**Assignment 1**
In the evaluation metrics passage, what value does the exact-match metric return when comparing "Paris" with "paris"?
**Assignment 2**
Condense the paragraph of the evaluation metrics passage that begins "Binary metric (1.0 or 0.0) with normalization" into a single sentence that keeps its main facts.
**Assignment 3**
Reproduce word for word the portion of the evaluation metrics passage that opens with the words containing "Token-level F1 (precision" and closes with "CrucibleDatasets.Evaluator.ROUGE.compute(predicted, reference)".
┌─ Passage provided
Binary metric (1.0 or 0.0) with normalization:

  • Case-insensitive string comparison
  • Whitespace normalization
  • Numerical comparison with tolerance
  • Type coercion (string <-> number)
CrucibleDatasets.Evaluator.ExactMatch.compute("Paris", "paris")
# => 1.0

CrucibleDatasets.Evaluator.ExactMatch.compute(42, "42")
# => 1.0

F1 Score

Token-level F1 (precision and recall):

CrucibleDatasets.Evaluator.F1.compute(
  "The quick brown fox",
  "The fast brown fox"
)
# => 0.8 (3/4 tokens match)

BLEU and ROUGE

Machine translation and summarization metrics:

CrucibleDatasets.Evaluator.BLEU.compute(predicted, reference)
CrucibleDatasets.Evaluator.ROUGE.compute(predicted, reference)
└─
┌─ Records
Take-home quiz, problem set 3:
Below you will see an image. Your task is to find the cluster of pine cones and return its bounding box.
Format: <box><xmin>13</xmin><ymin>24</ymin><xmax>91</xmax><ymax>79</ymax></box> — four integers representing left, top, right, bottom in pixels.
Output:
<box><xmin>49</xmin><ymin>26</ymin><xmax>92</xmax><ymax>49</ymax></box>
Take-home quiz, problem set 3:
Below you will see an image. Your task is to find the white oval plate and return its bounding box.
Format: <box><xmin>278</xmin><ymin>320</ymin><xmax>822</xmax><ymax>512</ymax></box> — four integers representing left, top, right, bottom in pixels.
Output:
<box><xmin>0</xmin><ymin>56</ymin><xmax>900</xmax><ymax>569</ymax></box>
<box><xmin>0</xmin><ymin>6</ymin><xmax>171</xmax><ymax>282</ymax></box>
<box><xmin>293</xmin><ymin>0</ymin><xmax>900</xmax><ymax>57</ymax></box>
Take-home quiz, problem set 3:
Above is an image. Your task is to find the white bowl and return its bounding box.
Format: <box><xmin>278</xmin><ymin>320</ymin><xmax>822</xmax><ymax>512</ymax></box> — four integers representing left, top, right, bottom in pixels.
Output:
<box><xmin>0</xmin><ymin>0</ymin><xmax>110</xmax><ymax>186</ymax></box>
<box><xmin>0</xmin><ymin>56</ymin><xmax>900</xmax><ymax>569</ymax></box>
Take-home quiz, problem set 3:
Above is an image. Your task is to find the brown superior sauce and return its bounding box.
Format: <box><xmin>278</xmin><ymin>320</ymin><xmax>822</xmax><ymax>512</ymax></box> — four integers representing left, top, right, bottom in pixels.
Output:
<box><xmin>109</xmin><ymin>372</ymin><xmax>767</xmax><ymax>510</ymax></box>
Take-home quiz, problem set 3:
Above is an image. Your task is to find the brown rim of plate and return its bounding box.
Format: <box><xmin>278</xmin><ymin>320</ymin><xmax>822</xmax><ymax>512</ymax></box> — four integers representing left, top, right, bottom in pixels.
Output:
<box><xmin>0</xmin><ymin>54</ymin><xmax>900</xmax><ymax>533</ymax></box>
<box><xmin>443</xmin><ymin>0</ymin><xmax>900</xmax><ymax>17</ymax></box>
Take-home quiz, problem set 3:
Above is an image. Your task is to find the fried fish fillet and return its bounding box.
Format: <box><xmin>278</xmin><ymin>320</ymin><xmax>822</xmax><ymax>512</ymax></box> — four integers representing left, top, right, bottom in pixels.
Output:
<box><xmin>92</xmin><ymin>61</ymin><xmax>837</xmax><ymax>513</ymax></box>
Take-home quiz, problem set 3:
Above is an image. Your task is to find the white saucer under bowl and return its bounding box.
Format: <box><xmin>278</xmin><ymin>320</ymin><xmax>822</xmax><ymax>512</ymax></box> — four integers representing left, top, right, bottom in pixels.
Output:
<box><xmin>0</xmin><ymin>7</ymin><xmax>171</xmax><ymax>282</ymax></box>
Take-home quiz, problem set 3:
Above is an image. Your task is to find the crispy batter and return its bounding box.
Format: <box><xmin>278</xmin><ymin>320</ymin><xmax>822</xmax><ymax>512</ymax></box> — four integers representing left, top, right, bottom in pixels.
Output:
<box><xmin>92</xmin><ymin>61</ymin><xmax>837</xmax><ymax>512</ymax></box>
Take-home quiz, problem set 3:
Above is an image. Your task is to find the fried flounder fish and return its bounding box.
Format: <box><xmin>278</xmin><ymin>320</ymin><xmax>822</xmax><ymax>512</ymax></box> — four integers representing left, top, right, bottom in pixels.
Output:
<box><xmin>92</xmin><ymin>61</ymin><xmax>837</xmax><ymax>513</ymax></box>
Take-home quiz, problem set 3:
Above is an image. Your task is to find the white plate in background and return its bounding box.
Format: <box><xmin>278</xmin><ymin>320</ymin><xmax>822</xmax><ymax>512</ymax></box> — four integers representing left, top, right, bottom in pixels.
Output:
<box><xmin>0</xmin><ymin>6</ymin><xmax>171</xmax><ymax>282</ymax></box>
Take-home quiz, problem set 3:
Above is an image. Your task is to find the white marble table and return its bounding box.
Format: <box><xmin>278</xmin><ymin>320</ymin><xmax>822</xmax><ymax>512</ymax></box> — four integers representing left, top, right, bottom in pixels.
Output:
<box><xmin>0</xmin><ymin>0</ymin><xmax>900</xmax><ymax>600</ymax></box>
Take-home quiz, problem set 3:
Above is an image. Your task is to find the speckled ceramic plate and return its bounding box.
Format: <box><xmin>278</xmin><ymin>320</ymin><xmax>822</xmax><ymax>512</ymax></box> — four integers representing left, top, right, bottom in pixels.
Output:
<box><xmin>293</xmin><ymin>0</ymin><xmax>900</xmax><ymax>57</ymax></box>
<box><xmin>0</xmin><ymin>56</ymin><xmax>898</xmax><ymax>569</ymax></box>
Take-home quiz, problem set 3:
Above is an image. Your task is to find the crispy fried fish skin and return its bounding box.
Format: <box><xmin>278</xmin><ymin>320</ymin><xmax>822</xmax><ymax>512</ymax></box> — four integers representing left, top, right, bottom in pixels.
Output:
└─
**Written response 1**
It returns 1.0.

**Written response 2**
The metric scores 1.0 or 0.0 after normalizing inputs through case-insensitive string comparison, whitespace normalization, numerical comparison with tolerance, and type coercion between strings and numbers.

**Written response 3**
Token-level F1 (precision and recall):

CrucibleDatasets.Evaluator.F1.compute(
  "The quick brown fox",
  "The fast brown fox"
)
# => 0.8 (3/4 tokens match)

BLEU and ROUGE

Machine translation and summarization metrics:

CrucibleDatasets.Evaluator.BLEU.compute(predicted, reference)
CrucibleDatasets.Evaluator.ROUGE.compute(predicted, reference)